====== Dataset rows ======
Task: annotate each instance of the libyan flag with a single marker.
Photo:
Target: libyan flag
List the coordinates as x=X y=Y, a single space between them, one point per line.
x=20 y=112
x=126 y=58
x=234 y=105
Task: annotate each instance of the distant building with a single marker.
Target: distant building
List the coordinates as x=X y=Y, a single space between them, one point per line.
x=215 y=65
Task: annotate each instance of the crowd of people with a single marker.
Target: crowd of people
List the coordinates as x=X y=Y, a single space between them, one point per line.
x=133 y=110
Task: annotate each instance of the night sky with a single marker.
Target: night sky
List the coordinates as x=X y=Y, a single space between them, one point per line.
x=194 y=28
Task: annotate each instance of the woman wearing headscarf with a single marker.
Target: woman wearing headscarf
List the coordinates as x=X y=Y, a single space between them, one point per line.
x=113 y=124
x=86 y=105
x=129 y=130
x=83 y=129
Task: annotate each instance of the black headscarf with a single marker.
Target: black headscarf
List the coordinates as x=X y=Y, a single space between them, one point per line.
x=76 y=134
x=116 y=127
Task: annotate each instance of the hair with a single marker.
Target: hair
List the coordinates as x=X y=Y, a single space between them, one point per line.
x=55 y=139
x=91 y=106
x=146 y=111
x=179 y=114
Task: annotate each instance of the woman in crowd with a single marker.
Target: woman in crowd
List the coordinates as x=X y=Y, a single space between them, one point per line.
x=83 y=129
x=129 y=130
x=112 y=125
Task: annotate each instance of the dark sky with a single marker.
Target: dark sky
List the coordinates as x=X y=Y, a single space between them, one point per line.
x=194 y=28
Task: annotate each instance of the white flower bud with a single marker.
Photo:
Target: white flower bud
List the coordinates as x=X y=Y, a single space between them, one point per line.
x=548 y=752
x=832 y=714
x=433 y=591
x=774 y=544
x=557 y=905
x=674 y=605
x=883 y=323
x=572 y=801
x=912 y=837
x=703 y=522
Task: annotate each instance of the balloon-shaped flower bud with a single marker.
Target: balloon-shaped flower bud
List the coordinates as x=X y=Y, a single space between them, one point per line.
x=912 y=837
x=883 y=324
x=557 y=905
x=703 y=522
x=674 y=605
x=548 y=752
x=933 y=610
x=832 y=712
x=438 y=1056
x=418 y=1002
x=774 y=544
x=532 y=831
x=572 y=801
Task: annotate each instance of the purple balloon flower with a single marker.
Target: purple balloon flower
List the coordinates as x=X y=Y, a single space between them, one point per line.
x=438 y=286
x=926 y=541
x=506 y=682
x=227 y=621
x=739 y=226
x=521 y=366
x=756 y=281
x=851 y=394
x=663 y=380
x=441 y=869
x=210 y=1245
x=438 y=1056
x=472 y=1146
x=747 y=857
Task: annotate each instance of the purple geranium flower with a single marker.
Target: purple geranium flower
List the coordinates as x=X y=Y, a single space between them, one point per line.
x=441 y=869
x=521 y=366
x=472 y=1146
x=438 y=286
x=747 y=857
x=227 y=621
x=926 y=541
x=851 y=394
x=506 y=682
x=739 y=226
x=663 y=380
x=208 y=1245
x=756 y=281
======
- _What you will do_: Reproduce everything from the start of the entries down to the line containing "x=179 y=114", inclusive, requests included. Multiply each answer coordinate by 1.25 and round to a whole number with halves going up, leaving the request text unchanged.

- _Output_:
Task: annotate each instance of the libyan flag with a single marker.
Photo:
Target: libyan flag
List the coordinates as x=X y=Y, a single space between them, one point per line.
x=25 y=140
x=158 y=73
x=293 y=131
Task: annotate each instance of the distant building with a single marker.
Target: distant building
List the coordinates as x=X y=Y, a single space between them, one point per line.
x=269 y=81
Task: annotate each instance of the crowd of people with a single marker.
Target: crowd of people
List the coordinates as x=X y=Y, a single space between them, one point per line.
x=166 y=138
Task: annotate each instance of the night sky with a single marker.
Target: night sky
List the coordinates as x=X y=Y, a single space between them, one point per line.
x=243 y=35
Task: annotate each instance of the woman wearing headscarf with a single marker.
Target: woman wearing headscarf
List the coordinates as x=X y=Y, a single space between them, one point per line.
x=141 y=155
x=108 y=131
x=161 y=163
x=104 y=161
Task: annotate each instance of the black headscarf with a single marker.
Target: black headscarf
List the coordinates as x=X y=Y, a single space between them, one point per line.
x=95 y=168
x=145 y=159
Task: annotate each instance of the hair with a single marker.
Target: hair
List the coordinates as x=X y=Y, a single space between them, one point per line.
x=69 y=174
x=114 y=133
x=183 y=139
x=224 y=143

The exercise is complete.